- [DATA FOR THIS TASK]:

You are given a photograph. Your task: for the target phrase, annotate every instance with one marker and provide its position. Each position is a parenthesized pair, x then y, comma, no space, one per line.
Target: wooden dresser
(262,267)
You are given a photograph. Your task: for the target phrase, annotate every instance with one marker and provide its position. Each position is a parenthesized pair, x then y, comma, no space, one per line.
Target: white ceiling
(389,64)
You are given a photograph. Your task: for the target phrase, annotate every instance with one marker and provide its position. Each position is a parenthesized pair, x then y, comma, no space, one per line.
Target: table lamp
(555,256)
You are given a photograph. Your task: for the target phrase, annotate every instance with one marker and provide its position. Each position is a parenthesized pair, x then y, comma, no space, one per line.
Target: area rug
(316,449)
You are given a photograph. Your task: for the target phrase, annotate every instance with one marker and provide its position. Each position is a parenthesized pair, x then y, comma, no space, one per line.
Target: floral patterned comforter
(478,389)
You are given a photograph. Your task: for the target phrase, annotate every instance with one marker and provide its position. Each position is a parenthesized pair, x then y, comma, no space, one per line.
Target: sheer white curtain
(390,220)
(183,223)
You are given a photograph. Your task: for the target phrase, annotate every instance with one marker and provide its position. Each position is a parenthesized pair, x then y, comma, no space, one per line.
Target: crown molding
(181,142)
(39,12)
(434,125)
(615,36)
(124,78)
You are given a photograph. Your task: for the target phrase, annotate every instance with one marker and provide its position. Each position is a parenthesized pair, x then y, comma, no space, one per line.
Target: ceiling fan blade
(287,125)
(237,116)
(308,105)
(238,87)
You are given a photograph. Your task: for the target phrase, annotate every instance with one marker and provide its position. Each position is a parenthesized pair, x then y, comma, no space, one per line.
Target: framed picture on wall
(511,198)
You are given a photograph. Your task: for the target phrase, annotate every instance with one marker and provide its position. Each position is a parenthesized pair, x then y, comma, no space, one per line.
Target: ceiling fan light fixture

- [PROBLEM DESCRIPTION]:
In full and without alteration, transcribe the entries above.

- [SOLUTION FOR THIS PROBLEM]:
You are given a photograph. Your task: for the target phrase, annotate every instance with one marker and provide its position. Each position is a parenthesized pair, x then y, comma, no space, one per line.
Target: wooden dresser
(262,267)
You are given a photograph. Your task: for the target phrase, annotate every instance with one marker and provide its position. Each position is a parenthesized pair, x then y, comma, no space, one per line.
Target: white ceiling
(389,64)
You are given a photograph. Your task: for the target phrase, annotate every instance with one marker and provide its position. Each position is a parenthesized pair, x then y, comma, no space, one per line.
Target: table lamp
(555,256)
You are given a photograph. Your task: for the target phrase, annotate every instance with one marker and provide its position. Each position is a parenthesized pair, x then y, comma, no space, one per line.
Target: area rug
(316,449)
You are given a photograph. Your task: for the target phrase, annotate every instance with one marker and provide its position. Each position is a parenthesized pair, x then y, comma, no space, one per line.
Target: floral patterned comforter
(478,389)
You are given a photograph. Your task: for the target phrase, annotate every instance with one marker and provide its position. Each position is a parenthesized pair, x then y, comma, no space, one per line.
Target: sheer white curtain
(390,220)
(183,223)
You are given a photograph. Your task: for the target phrase, annotate every instance with one marker and provide its position. Each position is a parenthesized pair, x then y, comma, no space, one per line.
Target: crown molding
(181,142)
(39,12)
(434,125)
(615,36)
(124,78)
You are given a photograph. Your task: for the target phrase, annotate every instance with one marker and provide its position. Each position is a parenthesized pair, x then y, comma, no space, one per line.
Target: ceiling fan blade
(287,125)
(237,116)
(308,105)
(238,87)
You are given a photograph. Your task: for the target phrase, annotate every instance with one marker and provide its position. Each position is a parenthesized pair, x then y, comma, no space, one per line.
Target: framed picture on wall
(511,198)
You are given a photograph. Your task: for the target phrase, annotate every instance with one marker and provide its position. Each position is a parenthesized pair, x then y, comma, no space, one per line.
Target: ceiling fan light fixture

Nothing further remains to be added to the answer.